* _RECORDS_
↓↓↓

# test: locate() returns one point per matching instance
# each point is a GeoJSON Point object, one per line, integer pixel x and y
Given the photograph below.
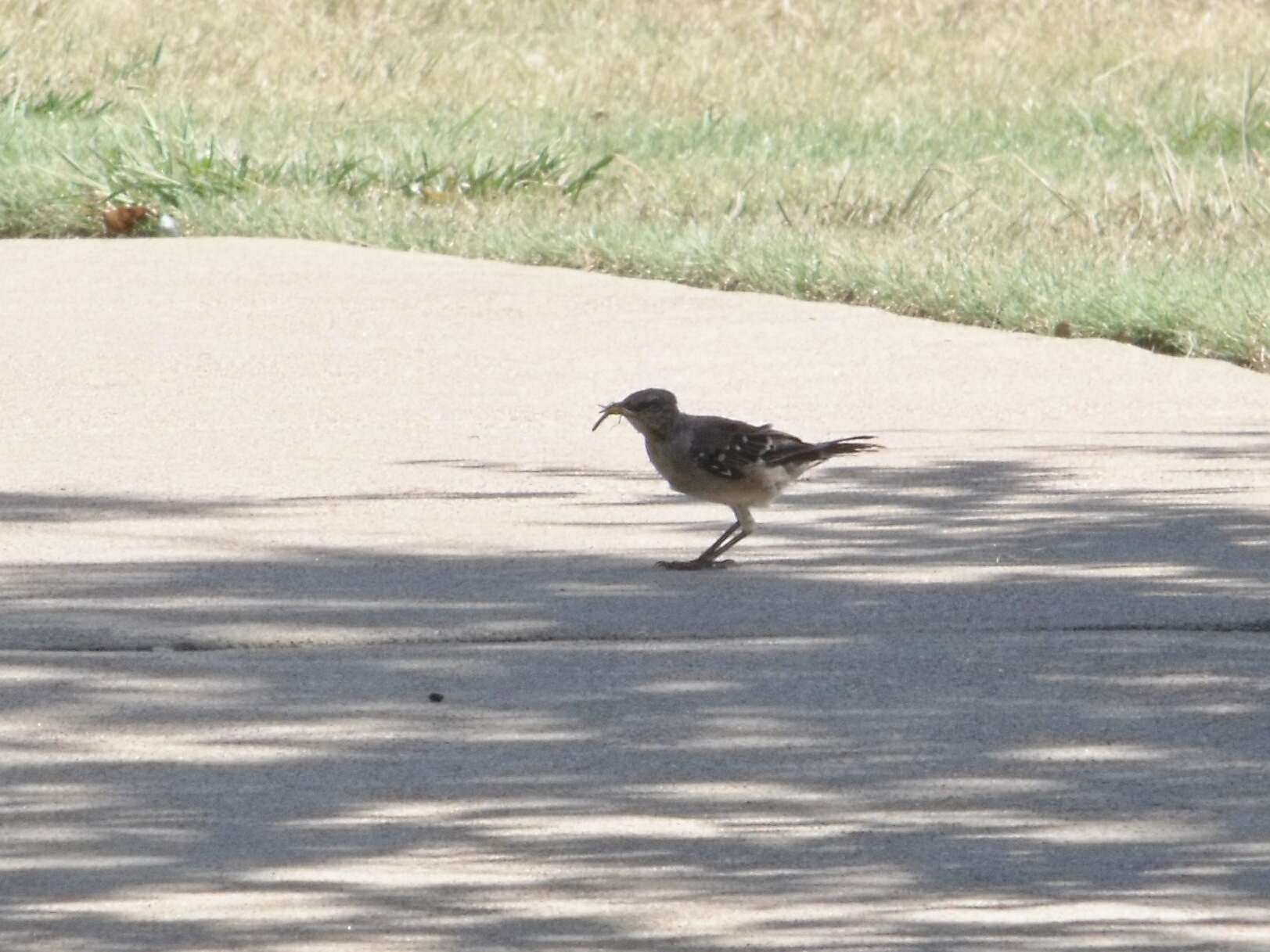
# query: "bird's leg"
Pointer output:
{"type": "Point", "coordinates": [731, 536]}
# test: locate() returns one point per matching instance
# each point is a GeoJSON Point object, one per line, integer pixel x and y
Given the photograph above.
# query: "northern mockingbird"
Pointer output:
{"type": "Point", "coordinates": [721, 461]}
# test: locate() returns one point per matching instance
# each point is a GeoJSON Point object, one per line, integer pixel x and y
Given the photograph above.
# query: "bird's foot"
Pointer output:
{"type": "Point", "coordinates": [696, 564]}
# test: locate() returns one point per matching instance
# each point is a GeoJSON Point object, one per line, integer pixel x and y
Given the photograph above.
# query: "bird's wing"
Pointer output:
{"type": "Point", "coordinates": [729, 448]}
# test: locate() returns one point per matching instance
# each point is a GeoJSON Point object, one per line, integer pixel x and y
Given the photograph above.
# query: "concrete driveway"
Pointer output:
{"type": "Point", "coordinates": [1001, 686]}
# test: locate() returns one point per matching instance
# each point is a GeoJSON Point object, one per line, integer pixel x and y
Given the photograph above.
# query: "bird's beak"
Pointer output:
{"type": "Point", "coordinates": [611, 410]}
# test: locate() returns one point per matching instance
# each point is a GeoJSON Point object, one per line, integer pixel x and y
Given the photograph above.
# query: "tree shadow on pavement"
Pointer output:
{"type": "Point", "coordinates": [906, 724]}
{"type": "Point", "coordinates": [883, 792]}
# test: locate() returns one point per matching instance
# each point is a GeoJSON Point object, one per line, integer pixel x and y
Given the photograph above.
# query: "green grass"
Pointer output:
{"type": "Point", "coordinates": [1100, 167]}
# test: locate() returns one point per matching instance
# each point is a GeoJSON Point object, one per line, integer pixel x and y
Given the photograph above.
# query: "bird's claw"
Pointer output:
{"type": "Point", "coordinates": [696, 564]}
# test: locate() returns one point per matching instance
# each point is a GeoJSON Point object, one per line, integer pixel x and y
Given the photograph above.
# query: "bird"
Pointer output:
{"type": "Point", "coordinates": [723, 461]}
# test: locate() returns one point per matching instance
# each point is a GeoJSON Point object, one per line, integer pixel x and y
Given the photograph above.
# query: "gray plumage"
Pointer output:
{"type": "Point", "coordinates": [723, 461]}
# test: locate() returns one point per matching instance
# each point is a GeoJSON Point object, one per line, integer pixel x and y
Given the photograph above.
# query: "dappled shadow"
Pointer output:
{"type": "Point", "coordinates": [894, 792]}
{"type": "Point", "coordinates": [893, 726]}
{"type": "Point", "coordinates": [966, 544]}
{"type": "Point", "coordinates": [67, 507]}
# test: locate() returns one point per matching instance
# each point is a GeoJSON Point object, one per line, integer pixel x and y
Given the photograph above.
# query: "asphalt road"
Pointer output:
{"type": "Point", "coordinates": [1002, 686]}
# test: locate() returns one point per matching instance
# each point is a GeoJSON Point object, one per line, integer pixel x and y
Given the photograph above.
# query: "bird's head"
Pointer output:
{"type": "Point", "coordinates": [650, 411]}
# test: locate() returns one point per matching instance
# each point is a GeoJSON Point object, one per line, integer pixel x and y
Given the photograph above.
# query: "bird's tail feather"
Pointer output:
{"type": "Point", "coordinates": [818, 452]}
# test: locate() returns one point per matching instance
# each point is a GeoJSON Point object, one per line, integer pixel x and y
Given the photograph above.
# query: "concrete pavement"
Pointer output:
{"type": "Point", "coordinates": [1002, 684]}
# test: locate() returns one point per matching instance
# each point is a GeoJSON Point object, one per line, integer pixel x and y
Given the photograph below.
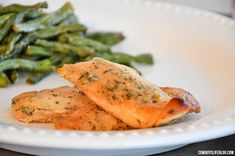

↑↑↑

* _TASK_
Nothing but the pictures should be left out when the listing above is transcribed.

* _WRITTEN ANSWER_
# test: locate() returns one point per matching instance
# each point is a GeoJSON Point object, one per line, integer pixel x and y
Given the photograph below.
# query: "bird's leg"
Pointer output:
{"type": "Point", "coordinates": [731, 536]}
# test: locate() returns one point per matching instance
# each point is a GeoJSON Point object, one per line, integer pixel x and y
Given the photograph above.
# query: "northern mockingbird"
Pointer output:
{"type": "Point", "coordinates": [721, 461]}
# test: locate() returns one point per matching instance
# each point is a GeoJSON Point object, one per line, integer pixel x and y
Given the photograph above.
# query: "bird's foot"
Pointer output:
{"type": "Point", "coordinates": [696, 564]}
# test: locate() returns one point per matching instance
# each point is a GeoJSON Point object, one per line, integer pixel x and y
Given the photograph above.
# query: "bird's wing"
Pointer output:
{"type": "Point", "coordinates": [729, 448]}
# test: locate() returns one point per matching instance
# each point is a GeoJSON Point object, one per line, integer pixel x and y
Given the photograph above.
# query: "concrete driveway"
Pointer output:
{"type": "Point", "coordinates": [1001, 686]}
# test: locate() returns one point per matching instance
# each point is a GeoJSON Point object, one per line, integer pixel x and y
Given the photograph above.
# query: "bird's beak"
Pointer output:
{"type": "Point", "coordinates": [611, 410]}
# test: locate() returns one point per matching instance
# each point is a GeoJSON Point object, one per line, integer pixel x and y
Given the photograph above.
# query: "tree shadow on pavement"
Pointer output:
{"type": "Point", "coordinates": [906, 724]}
{"type": "Point", "coordinates": [883, 792]}
# test: locate() returns one point per matching instance
# each point is a GeoJSON Point object, one per line, integer pixel x and y
Given the photograph above.
# query: "green grass"
Pointer output:
{"type": "Point", "coordinates": [1100, 167]}
# test: locate() returns one point per matching instance
# each point is a GeoJSON Point object, one per line, integer pixel x and y
Given the photograph above.
# query: "bird's claw"
Pointer output:
{"type": "Point", "coordinates": [696, 564]}
# test: locate() returns one point per matching instance
# each point is a GeoJSON Point object, one per line, integer pixel x and y
Given the photograph above.
# query: "bird"
Pointer output:
{"type": "Point", "coordinates": [723, 461]}
# test: locate() returns one point per matching instance
# each point is a GeoJSON Point object, one per line, integer pixel x and y
Given the photograph above.
# query: "gray plumage"
Pointer output:
{"type": "Point", "coordinates": [723, 461]}
# test: locate() returns one point per matching instance
# each point is a GeoJSON Point object, one per line, integer pixel x and y
Given the photograph above.
# query: "dappled shadow"
Pointer output:
{"type": "Point", "coordinates": [894, 792]}
{"type": "Point", "coordinates": [893, 726]}
{"type": "Point", "coordinates": [966, 544]}
{"type": "Point", "coordinates": [67, 507]}
# test: locate() returns one point per matching instance
# each point is a GeoJSON Point object, one per line, integer pixel x and y
Given the photograph above.
# query: "asphalt road"
Pointer output:
{"type": "Point", "coordinates": [1002, 686]}
# test: locate() returns one point per matching instance
# each point is a GeoJSON Point object, one per line, integer pixel x and y
Given the photograph above.
# query: "bird's head"
Pointer output:
{"type": "Point", "coordinates": [650, 411]}
# test: locate() returns one point per matching instance
# each point is a GeoJSON Point object, one per line, integer pixel x and y
Given the photograph above.
# query: "bird's tail feather"
Pointer output:
{"type": "Point", "coordinates": [818, 452]}
# test: locate() returns one point per matching instance
# each point is a GeoJSON Point object, one per line, integer pixel x and y
Given the photograph above.
# query: "concrete pavement"
Pointer output:
{"type": "Point", "coordinates": [1002, 684]}
# test: locate() returns one point per matching instance
# each point is a GeoJSON Point object, one per line, integer pixel x and y
Given the photograph below.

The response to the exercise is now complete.